Object pointing dataset rows

★ ★ ★

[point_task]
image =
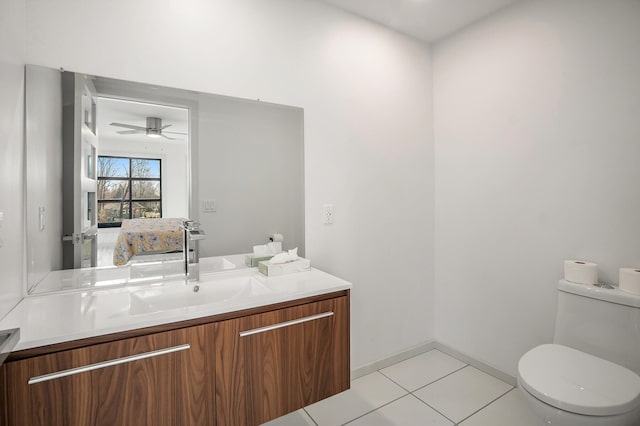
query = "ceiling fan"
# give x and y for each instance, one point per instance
(154, 129)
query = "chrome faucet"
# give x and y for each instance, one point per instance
(190, 252)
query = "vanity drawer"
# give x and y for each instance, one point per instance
(276, 362)
(159, 379)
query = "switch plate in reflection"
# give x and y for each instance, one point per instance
(209, 206)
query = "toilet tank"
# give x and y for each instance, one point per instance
(600, 321)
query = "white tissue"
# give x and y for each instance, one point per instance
(261, 250)
(287, 256)
(274, 248)
(581, 272)
(630, 280)
(276, 238)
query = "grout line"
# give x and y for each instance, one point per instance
(437, 380)
(486, 405)
(407, 390)
(376, 409)
(454, 423)
(312, 419)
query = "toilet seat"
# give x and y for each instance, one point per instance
(578, 382)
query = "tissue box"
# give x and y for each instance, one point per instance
(252, 260)
(284, 268)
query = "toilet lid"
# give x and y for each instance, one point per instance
(575, 381)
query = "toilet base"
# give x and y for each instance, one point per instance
(553, 416)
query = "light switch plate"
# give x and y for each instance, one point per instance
(327, 214)
(209, 206)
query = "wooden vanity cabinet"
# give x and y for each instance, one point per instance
(241, 368)
(273, 363)
(174, 388)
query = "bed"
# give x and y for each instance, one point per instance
(147, 236)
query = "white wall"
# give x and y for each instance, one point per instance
(249, 159)
(366, 94)
(12, 54)
(537, 141)
(43, 148)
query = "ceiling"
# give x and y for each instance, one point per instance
(136, 113)
(426, 20)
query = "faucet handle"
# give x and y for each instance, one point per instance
(189, 224)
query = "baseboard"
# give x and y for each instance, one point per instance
(492, 371)
(393, 359)
(425, 347)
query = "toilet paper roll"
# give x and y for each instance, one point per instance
(581, 272)
(630, 280)
(276, 238)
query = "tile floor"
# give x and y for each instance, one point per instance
(429, 389)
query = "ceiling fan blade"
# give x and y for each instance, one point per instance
(128, 126)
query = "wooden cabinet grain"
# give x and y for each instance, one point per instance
(174, 388)
(242, 368)
(273, 363)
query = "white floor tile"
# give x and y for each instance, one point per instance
(422, 369)
(297, 418)
(509, 410)
(366, 394)
(407, 411)
(460, 394)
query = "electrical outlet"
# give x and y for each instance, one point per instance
(327, 214)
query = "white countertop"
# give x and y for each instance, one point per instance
(61, 317)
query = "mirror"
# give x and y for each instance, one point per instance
(102, 151)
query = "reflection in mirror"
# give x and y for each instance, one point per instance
(101, 152)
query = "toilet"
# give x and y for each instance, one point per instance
(590, 374)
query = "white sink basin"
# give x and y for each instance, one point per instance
(213, 291)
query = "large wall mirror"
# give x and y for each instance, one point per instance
(101, 152)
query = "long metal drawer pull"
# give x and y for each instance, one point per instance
(104, 364)
(285, 324)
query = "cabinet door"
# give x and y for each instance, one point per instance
(159, 379)
(273, 363)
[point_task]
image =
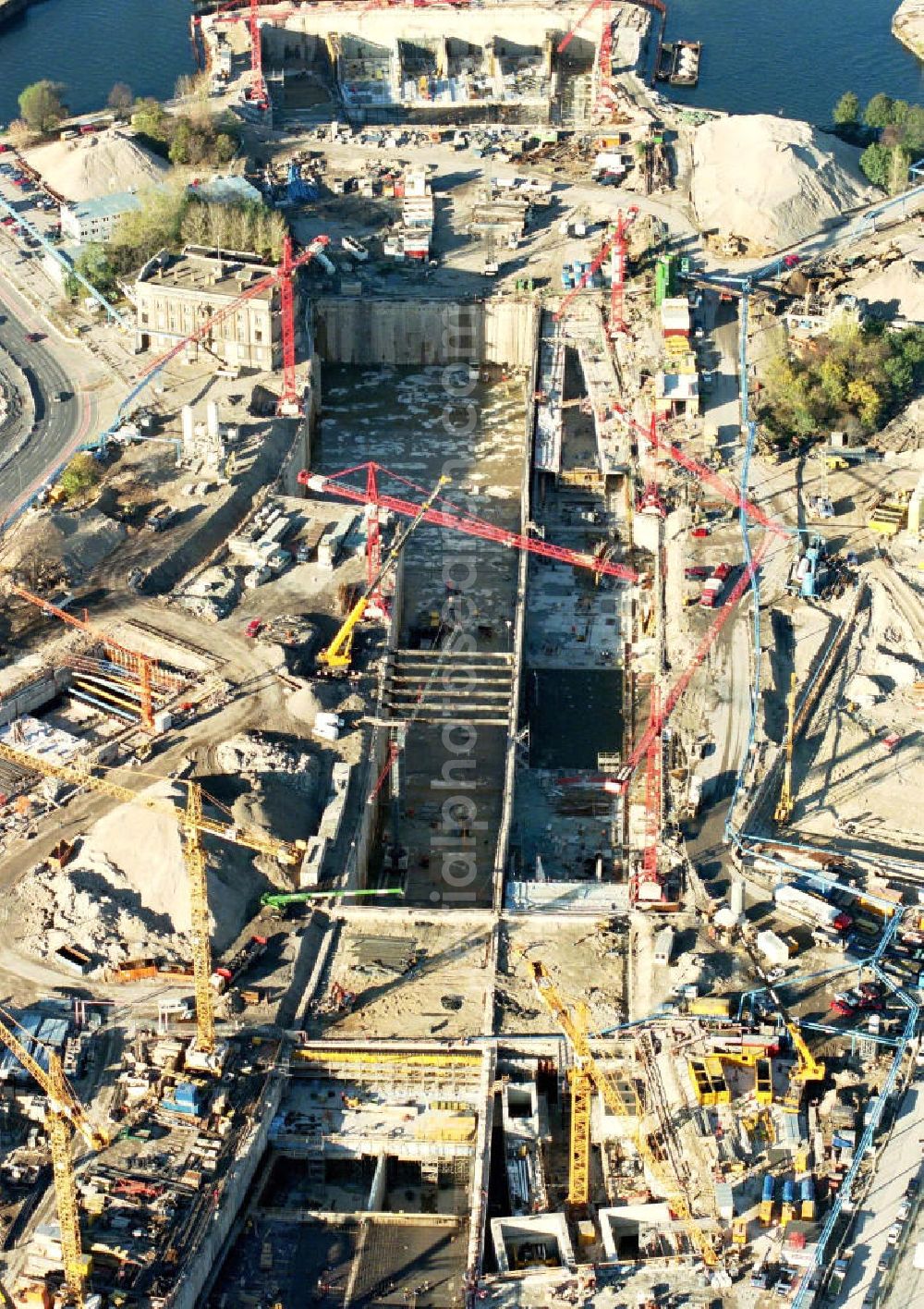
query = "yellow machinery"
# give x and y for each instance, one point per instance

★ ★ ★

_Work to complete_.
Set down the records in full and exactly. Do not carry over any image.

_Finished task_.
[point_task]
image =
query = "ceiling fan"
# give x and y for each instance, one point per instance
(154, 129)
query = "chrome faucet"
# give x and y for each instance, one point per instance
(190, 252)
query = "vanity drawer"
# give x and y for each instance, one point per instance
(276, 362)
(159, 379)
query = "switch plate in reflection"
# give x and y for each instance, one point per instance
(209, 206)
query = "toilet tank"
# give x and y for each instance, one point per instance
(600, 321)
query = "white tissue"
# give x and y for each instance, one point per instance
(261, 250)
(287, 256)
(274, 248)
(581, 272)
(630, 280)
(276, 238)
query = "grout line"
# give x and y for each instance, one point per instance
(437, 380)
(486, 405)
(407, 390)
(376, 409)
(454, 423)
(312, 419)
query = "toilet seat"
# give x and y for each instance, one point per instance
(578, 382)
query = "tissue box"
# give x and y for each instance, one point per instance
(252, 260)
(284, 268)
query = "toilet lid"
# give x and y for each instance, one point per instance
(575, 381)
query = "toilet base"
# give x and y for each instance, one point per instance
(553, 416)
query = "light switch plate"
# give x and y for each instance, one point per instance
(327, 214)
(209, 206)
query = "wooden vanity cabinet"
# give x and y for each instance, one point per instance
(241, 368)
(273, 363)
(174, 388)
query = "bed"
# give x and y for each instance, one point per instance
(147, 236)
query = "white wall"
# give x and y for each instance, one point per instance
(249, 159)
(366, 94)
(12, 54)
(537, 141)
(43, 148)
query = "ceiling"
# give x and y for each instance, one point per instance
(136, 113)
(426, 20)
query = "faucet handle"
# give x and y for each instance, one point per instance
(189, 224)
query = "baseboard"
# give x and y for each instance, one point per instance
(492, 371)
(393, 359)
(425, 347)
query = "toilet paper roll"
# give x and y for each instance, one point per instance
(581, 272)
(630, 280)
(276, 238)
query = "tile floor"
# give x and y for each instance, one point per instance
(429, 389)
query = "ceiling fan blade"
# give x and y for each instance, one point per instance
(128, 126)
query = "wooden cabinet grain"
# give x and y for each instance, one point per instance
(174, 388)
(242, 368)
(273, 363)
query = "white floor tile"
# give x and y for each instance, one point per instance
(422, 369)
(297, 418)
(509, 410)
(366, 394)
(407, 411)
(460, 394)
query = "electrical outlet"
# give x and y for each instance, one point per instance
(327, 214)
query = "white countertop"
# give x and y for each instance, one point per instance
(61, 317)
query = "mirror"
# give x and y for each instance, one point per instance
(102, 151)
query = "reflection in mirror"
# give x and y for each instance, one point per instance
(101, 152)
query = "toilet"
# give x and y for each instance, one point per instance
(590, 374)
query = "white sink basin"
# give x and y for each instance, one point per instance
(213, 291)
query = "large wall mirror"
# give x and y for each instance, one point per instance
(101, 152)
query = "long metal drawer pull"
# give x and y for each instance, one point per instance
(104, 364)
(285, 324)
query = "cabinet door"
# give x and y for each instance, one point per instance
(159, 379)
(273, 363)
[point_task]
image =
query = "yellow machinery"
# give x and y for each instance, one point per instance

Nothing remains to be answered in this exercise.